- Task 1:
Count the lines in the entries that contain the string "plank". Reply with the number alone.

====== Selection ======

In this case, the gradient might be rounded down to $(0)$, leading to a vanishing gradient problem.

In [5]:
# Hypothetical Python code illustrating the concept
small_gradient = torch.tensor(1.2e-5, dtype=torch.float16)
# This could result in underflow, potentially becoming zero
small_gradient

tensor(1.1981e-05, dtype=torch.float16)

the theoretical minimum positive value $(around\ 6.1 × 10^-5)$ is a helpful guideline, but the actual behavior can be influenced by:

 - Approximations: Floating-point representations themselves introduce slight inaccuracies.

- Underflow handling: Hardware/software might return a pre-defined minimum value or a special indicator instead of zero during underflow.

======

- Task 2:
Extend the passage on gradient underflow in float16, starting after its last sentence.

====== Material to process ======

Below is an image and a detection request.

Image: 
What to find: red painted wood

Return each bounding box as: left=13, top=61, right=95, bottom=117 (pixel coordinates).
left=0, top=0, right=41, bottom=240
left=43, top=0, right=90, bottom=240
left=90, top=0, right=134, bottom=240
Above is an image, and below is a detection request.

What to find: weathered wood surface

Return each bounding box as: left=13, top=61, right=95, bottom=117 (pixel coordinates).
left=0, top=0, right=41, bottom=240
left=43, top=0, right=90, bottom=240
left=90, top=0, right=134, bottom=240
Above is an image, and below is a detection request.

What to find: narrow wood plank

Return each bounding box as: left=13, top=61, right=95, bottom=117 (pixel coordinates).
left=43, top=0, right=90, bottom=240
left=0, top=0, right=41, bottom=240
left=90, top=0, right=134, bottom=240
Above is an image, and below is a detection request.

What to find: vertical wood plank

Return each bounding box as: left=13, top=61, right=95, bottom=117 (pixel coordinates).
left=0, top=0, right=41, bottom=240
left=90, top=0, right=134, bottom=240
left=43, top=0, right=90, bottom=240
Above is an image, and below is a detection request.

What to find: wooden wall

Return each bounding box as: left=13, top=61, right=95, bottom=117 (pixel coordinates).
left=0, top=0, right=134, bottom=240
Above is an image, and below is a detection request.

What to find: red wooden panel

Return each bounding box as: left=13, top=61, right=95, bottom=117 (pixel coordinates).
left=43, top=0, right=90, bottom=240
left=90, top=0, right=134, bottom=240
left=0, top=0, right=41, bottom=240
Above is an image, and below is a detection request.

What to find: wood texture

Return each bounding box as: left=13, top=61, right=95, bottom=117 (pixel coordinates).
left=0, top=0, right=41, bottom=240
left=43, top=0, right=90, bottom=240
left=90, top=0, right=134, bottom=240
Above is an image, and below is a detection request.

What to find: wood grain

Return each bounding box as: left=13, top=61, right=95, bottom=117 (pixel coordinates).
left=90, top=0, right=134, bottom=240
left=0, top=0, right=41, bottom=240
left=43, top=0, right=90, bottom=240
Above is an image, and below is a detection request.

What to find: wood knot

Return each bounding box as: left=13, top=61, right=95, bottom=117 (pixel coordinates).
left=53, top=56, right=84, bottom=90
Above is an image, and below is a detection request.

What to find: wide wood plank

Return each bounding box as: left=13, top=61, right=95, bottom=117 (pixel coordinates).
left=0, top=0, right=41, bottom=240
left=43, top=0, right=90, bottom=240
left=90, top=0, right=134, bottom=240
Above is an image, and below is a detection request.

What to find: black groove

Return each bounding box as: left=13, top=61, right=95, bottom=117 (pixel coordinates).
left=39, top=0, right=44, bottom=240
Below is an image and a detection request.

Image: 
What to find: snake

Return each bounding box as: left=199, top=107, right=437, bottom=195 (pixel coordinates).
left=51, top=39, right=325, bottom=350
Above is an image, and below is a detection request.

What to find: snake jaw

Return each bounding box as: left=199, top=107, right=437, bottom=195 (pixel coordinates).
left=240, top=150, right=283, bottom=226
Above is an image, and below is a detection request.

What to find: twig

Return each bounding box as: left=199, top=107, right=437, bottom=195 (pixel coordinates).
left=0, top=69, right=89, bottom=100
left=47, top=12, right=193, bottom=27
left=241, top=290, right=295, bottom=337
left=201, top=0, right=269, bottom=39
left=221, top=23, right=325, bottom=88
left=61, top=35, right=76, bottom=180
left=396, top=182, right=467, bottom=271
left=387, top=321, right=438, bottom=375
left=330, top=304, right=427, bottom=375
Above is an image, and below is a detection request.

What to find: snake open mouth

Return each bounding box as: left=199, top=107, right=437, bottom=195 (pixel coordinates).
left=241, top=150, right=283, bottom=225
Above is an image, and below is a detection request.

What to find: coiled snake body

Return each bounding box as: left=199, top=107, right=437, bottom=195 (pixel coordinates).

======

- Written response 1:
3

- Written response 2:
## The Role of GradScaler

`torch.cuda.amp.GradScaler` automatically adjusts the scale of the gradients, balancing between the speed of float16 and the precision of float32. This balancing act is crucial for preventing gradient underflow, ensuring that gradients are neither too small to vanish nor too large to cause overflow.

## Mathematical Foundations



The core idea behind `GradScaler` is gradient scaling. Before backward propagation, loss values are scaled up by a factor `S` to prevent underflow. The gradients calculated during backward propagation are thus scaled up, and before the optimizer step, they are scaled back down by the same factor `S`.


This process can be summarized as:

1. Scale up: $(Loss_{scaled} = Loss \times S)$
2. Backward propagation: Compute gradients $(\nabla Loss_{scaled})$
3. Scale down: $(\nabla Loss = \nabla Loss_{scaled}\ /\ S)$

## Code Implementation

Let's dive into how you can implement mixed precision training with `GradScaler` in PyTorch.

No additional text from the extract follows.